---------- Document excerpt ----------
When asked whether the LWG recognized any obligations to the river or its other users, Smith insisted that they do. “That’s why they stepped up, she said. "To work with EPA on the scientific studies – because they know that the Willamette is an important resource for the public, for recreation, for commerce, for jobs.”
“The goal of Superfund,” she said, “is not to eliminate contamination – it’s to reduce risks to human and environmental health. So the goal is not to remove every chemical.”
When informed that the levels of pollution deemed acceptable by the Lower Willamette Group are currently being described by the Yakama Nation as a violation of their treaty, civil and human rights, Smith responded, “I can’t respond to that.”
Since the major breakthroughs of fishing rights litigation in the 1970s, the Pacific Northwest has seen a series of successful lawsuits that uphold treaty obligations.
Since the fight for fishing access has largely been won, treaty litigation has increasingly taken the form of complex settlements to restore habitat through large-scale actions such as dam removal. An aggressive cleanup of the Portland Harbor seems to be very much in line with that trend.
Longoria said that about five years ago the Yakama Nation undertook a survey of toxic threats to the Columbia River. They started by identifying all hazardous waste sites in the Columbia Basin, which located a total of 114,000 in Washington, Oregon and Idaho.
They then narrowed their search to sites with serious impacts to the main-stem Columbia River and its major tributaries, focusing attention on sites within a half-mile from of the Columbia riverbanks. This produced a list of 766 hazardous material sites. Narrowing down even further to those sites that were the most critical for marine habitat they had a list of 68 priority sites, and of all these sites, the Willamette Harbor was one of the largest they encountered.
---------- Data ----------
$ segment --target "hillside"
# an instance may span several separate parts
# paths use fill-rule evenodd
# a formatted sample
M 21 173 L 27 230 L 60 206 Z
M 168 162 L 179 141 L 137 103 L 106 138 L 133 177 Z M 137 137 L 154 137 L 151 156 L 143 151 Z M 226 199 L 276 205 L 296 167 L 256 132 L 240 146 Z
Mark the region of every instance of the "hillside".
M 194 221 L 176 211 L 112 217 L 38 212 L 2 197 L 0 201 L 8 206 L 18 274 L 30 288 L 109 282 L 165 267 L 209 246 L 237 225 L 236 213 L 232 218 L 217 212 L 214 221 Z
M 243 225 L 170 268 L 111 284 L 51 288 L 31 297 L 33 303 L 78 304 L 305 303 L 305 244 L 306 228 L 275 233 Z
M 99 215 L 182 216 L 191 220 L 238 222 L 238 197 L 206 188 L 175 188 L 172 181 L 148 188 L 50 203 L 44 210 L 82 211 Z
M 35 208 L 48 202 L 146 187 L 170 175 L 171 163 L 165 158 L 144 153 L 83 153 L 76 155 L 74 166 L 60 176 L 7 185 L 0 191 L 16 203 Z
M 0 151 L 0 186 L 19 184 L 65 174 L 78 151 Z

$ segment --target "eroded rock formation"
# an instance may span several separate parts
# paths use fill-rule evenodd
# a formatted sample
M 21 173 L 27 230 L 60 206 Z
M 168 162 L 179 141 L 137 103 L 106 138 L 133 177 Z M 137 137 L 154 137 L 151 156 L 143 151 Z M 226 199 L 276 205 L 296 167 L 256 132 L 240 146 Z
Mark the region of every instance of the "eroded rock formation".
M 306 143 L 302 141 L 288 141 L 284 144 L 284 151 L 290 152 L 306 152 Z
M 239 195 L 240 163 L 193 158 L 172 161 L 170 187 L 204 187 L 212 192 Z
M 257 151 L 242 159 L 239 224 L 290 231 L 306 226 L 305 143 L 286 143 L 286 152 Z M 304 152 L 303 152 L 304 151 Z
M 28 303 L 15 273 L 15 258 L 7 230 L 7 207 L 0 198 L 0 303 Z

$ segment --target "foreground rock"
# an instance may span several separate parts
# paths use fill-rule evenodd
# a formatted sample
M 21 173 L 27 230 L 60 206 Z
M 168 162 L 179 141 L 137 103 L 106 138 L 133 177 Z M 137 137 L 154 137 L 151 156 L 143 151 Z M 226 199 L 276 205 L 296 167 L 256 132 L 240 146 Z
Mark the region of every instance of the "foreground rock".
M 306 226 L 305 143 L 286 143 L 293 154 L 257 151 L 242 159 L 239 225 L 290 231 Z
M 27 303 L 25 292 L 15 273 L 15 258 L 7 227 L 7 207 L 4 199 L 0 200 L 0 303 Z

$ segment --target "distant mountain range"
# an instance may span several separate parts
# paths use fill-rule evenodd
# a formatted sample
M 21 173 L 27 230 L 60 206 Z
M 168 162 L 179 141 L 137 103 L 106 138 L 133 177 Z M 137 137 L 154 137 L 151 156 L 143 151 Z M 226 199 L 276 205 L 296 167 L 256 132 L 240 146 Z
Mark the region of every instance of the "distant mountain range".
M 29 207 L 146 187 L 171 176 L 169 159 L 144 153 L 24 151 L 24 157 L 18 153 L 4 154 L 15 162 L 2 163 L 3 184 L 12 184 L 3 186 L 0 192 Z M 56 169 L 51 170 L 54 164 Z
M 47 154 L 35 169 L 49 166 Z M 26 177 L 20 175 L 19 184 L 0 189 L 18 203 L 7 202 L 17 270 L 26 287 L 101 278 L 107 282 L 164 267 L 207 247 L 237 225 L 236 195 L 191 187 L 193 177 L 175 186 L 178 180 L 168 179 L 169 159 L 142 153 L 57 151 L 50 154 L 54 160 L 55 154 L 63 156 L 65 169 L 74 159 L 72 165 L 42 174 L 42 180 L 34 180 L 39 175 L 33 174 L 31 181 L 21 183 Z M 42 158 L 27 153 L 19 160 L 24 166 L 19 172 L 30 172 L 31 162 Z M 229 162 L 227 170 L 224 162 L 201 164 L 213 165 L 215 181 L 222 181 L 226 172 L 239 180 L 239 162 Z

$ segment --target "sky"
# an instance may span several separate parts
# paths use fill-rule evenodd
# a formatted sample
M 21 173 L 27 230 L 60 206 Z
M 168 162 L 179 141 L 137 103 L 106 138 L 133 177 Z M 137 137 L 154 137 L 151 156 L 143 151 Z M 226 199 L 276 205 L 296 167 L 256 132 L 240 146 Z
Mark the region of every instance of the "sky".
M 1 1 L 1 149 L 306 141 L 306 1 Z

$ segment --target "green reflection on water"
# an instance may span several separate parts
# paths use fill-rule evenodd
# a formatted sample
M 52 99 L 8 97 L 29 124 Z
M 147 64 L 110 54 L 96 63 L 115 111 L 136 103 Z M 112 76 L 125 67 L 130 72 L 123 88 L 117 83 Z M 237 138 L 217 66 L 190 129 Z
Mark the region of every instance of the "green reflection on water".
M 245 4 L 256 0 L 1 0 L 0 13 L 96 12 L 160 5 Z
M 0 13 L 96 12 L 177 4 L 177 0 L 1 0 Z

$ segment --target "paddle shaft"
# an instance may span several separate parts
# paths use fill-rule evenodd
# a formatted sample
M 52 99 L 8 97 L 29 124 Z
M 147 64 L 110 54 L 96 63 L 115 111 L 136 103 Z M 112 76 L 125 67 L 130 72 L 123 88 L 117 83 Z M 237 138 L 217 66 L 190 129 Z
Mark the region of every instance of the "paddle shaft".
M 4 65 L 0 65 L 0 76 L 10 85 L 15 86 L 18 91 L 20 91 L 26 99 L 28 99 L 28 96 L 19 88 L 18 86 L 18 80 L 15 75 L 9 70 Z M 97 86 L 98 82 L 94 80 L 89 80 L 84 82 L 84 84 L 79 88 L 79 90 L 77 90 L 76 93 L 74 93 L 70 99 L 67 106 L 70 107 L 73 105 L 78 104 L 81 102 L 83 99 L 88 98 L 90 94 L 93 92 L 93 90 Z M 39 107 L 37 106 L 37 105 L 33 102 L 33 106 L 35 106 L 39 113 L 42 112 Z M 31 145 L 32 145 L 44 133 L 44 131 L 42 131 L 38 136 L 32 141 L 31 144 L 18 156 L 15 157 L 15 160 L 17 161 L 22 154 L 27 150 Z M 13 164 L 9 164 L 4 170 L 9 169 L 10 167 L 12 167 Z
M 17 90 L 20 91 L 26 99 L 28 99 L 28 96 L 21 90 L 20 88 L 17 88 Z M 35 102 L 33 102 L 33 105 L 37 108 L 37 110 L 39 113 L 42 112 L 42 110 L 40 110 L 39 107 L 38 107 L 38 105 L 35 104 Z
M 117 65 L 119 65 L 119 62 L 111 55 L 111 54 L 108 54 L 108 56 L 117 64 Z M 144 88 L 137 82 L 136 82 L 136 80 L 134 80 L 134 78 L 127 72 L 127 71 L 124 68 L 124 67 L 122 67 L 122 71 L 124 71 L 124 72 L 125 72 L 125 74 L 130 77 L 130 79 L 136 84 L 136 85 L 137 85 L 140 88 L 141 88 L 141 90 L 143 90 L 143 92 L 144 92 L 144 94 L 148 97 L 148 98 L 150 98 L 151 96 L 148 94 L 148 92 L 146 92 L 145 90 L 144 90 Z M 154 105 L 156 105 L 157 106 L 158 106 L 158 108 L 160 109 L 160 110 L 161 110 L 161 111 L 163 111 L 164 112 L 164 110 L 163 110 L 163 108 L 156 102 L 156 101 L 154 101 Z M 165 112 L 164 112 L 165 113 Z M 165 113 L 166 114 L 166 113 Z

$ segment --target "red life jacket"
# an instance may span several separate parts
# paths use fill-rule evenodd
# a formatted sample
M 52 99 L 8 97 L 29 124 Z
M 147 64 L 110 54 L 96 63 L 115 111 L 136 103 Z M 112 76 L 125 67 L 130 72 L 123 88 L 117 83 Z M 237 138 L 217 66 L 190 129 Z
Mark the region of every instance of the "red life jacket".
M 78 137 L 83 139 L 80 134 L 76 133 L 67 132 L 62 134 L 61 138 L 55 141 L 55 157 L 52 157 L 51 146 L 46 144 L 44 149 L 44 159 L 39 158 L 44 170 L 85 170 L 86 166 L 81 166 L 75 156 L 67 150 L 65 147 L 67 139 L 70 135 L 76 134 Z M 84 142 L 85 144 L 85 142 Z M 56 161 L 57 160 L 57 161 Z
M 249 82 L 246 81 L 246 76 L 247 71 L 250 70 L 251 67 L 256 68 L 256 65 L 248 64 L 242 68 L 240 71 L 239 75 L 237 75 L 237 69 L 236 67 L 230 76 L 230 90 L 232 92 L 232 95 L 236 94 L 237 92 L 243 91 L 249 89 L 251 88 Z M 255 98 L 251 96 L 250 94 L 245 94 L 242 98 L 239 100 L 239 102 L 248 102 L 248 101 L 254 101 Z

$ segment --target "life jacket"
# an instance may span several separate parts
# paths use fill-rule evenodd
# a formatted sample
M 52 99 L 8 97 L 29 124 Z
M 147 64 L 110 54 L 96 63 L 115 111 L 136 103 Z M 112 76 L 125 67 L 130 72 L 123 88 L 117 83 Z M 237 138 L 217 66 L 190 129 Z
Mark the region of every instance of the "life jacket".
----------
> Brief 1: According to the Willamette cleanup excerpt, how many hazardous waste sites did the Yakama Nation's survey find in the Columbia Basin?
> Brief 2: Print everything in the Willamette cleanup excerpt from "Since the major" down to "uphold treaty obligations.".
> Brief 3: According to Smith in the Willamette cleanup excerpt, why did the Lower Willamette Group step up to work with EPA on the scientific studies?

> Output 1: It found 114,000 sites in Washington, Oregon and Idaho.

> Output 2:
Since the major breakthroughs of fishing rights litigation in the 1970s, the Pacific Northwest has seen a series of successful lawsuits that uphold treaty obligations.

> Output 3: Smith said they stepped up because they know the Willamette is an important resource for the public, for recreation, commerce and jobs.